Reproduce the records below, requests included, starting with the first line and going on through the line with "(1021, 575)". Give only those lines, and multiply every coordinate in the answers by 1.3, rounding to whole numbers with halves going up.
··· Source records
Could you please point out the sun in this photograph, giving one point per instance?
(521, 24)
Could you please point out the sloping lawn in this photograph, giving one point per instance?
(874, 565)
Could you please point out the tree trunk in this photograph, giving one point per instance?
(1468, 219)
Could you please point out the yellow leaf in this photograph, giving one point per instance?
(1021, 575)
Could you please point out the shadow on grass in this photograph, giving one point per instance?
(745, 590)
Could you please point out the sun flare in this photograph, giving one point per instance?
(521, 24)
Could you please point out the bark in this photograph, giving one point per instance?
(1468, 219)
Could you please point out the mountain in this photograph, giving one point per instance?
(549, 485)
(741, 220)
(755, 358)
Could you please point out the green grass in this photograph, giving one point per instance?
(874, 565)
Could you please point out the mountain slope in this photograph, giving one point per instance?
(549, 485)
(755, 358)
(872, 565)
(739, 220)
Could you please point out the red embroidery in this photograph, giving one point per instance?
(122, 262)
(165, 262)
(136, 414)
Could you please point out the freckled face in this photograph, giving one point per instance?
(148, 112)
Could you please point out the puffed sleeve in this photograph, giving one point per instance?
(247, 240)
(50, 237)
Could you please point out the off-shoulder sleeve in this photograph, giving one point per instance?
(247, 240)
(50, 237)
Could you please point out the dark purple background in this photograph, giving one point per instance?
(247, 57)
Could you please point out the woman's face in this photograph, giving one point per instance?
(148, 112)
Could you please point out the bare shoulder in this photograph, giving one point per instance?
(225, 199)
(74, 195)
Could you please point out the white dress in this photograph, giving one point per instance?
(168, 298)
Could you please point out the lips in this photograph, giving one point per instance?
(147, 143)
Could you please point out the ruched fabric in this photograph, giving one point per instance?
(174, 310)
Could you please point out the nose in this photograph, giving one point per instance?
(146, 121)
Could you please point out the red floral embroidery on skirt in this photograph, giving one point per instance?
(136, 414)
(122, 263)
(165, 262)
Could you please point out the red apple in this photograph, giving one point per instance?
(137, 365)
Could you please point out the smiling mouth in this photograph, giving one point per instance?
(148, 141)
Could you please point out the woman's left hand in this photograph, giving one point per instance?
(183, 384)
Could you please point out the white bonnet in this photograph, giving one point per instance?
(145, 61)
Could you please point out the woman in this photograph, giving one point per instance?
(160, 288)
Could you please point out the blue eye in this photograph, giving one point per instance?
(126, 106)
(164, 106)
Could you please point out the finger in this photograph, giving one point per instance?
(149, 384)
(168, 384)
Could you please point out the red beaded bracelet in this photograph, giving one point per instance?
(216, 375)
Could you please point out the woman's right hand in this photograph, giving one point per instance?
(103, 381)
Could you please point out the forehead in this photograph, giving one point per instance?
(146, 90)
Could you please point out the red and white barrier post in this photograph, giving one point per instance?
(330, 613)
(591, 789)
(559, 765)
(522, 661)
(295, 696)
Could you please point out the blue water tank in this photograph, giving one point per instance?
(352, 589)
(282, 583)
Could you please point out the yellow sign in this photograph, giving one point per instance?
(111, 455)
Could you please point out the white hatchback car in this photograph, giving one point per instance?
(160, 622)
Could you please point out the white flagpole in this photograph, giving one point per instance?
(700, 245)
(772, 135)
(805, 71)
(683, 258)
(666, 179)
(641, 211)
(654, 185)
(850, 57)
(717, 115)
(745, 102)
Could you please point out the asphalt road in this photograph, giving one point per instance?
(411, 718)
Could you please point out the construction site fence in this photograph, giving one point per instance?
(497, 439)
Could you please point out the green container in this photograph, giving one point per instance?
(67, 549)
······
Problem solution:
Could you please point out the sun in this photograph, giving one point per instance?
(677, 31)
Could you please point out the sloping lawn in this photograph, giving one point per instance?
(1136, 735)
Could you please point out the tree trunk in this photograph, giving one point per instance?
(1908, 285)
Could you please point out the yellow leaf in this photograph, giving one point per instance?
(1327, 748)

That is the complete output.